→ **Document excerpt**:
┄┄┄┄┄┄┄┄┄┄

Sorry about the long absence. We recently moved, and I can't find the original CD to save my life. I've torn through everything I could find. Is there another way to try to fix this?

This just suddenly occurred when the machine started up. I have not made any changes to this one since it was built. Any ideas?


----------



## JohnthePilot

You could try making sure that all connectors are firmly pushed in. Also, whilst the case is off, take the opportunity of giving the inside a good clean, particulalry fans and cooling fins. Without the CD there isn't much you can do I'm afraid.


----------



## Butz72

Is it possible to create recovery console disks for W2K, the way you can for XP? I'm still looking, and I may not have an original CD, just a recovery CD.


----------



## JohnthePilot

If you have the recovery disc then we may be able to do something with that.


----------



## Butz72

Alright, everything is clean ad=nd plugged in tight. I did notice, however, in CMOS that the HDD is showing as the slave, not the master. Nothing shows as the master. Would that cause it to have a problem?


----------



## JohnthePilot

It most certainly would. Check the jumper on the hard drive and make sure it is set to master.


----------



## Butz72

OK, sorry for the stupid question, but how should the jumper be set for master? If it's the only HDD, does it make a difference?

Thanks.


----------



## dai

look at the label on top of the drive
yes it makes the difference between working and not working


----------



## kellywright

Can it be that some CD-Rom and HDD are conflicting with jumper settings, providing both are IDE?


----------



## dai

only if they are on the same cable


----------

┄┄┄┄┄┄┄┄┄┄

→ **Records**:
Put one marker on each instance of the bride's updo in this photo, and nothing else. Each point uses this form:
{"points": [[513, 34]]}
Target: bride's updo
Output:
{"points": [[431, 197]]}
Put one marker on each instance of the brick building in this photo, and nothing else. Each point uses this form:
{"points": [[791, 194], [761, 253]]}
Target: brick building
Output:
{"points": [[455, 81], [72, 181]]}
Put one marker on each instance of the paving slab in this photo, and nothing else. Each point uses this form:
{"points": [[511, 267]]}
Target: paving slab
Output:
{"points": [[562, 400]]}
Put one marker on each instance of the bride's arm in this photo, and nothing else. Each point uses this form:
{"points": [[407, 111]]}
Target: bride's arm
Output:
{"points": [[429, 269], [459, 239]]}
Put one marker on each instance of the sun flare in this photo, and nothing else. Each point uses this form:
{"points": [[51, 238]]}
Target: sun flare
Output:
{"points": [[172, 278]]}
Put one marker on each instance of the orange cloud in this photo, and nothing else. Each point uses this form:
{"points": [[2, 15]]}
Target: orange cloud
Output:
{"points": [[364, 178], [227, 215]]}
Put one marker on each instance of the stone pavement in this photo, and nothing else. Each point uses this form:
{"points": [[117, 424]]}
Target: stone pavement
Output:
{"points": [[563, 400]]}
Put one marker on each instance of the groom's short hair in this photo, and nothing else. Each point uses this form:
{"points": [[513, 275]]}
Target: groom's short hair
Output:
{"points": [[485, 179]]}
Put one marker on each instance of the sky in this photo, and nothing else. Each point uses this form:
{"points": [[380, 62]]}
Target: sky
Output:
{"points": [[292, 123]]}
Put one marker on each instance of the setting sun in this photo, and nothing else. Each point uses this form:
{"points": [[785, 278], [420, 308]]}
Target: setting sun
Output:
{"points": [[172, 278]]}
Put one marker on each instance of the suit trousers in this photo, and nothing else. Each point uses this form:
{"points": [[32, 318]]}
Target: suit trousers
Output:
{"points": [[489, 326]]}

┄┄┄┄┄┄┄┄┄┄

→ **Short task 1**:
In the forum thread, how was the hard drive showing in CMOS?
→ **Short task 2**:
Repeat the forum thread from "You could try" up to and including "a recovery CD.".
None of the data is needed.

→ **Task result 1**:
As the slave, not the master, with nothing showing as the master.

→ **Task result 2**:
You could try making sure that all connectors are firmly pushed in. Also, whilst the case is off, take the opportunity of giving the inside a good clean, particulalry fans and cooling fins. Without the CD there isn't much you can do I'm afraid.


----------



## Butz72

Is it possible to create recovery console disks for W2K, the way you can for XP? I'm still looking, and I may not have an original CD, just a recovery CD.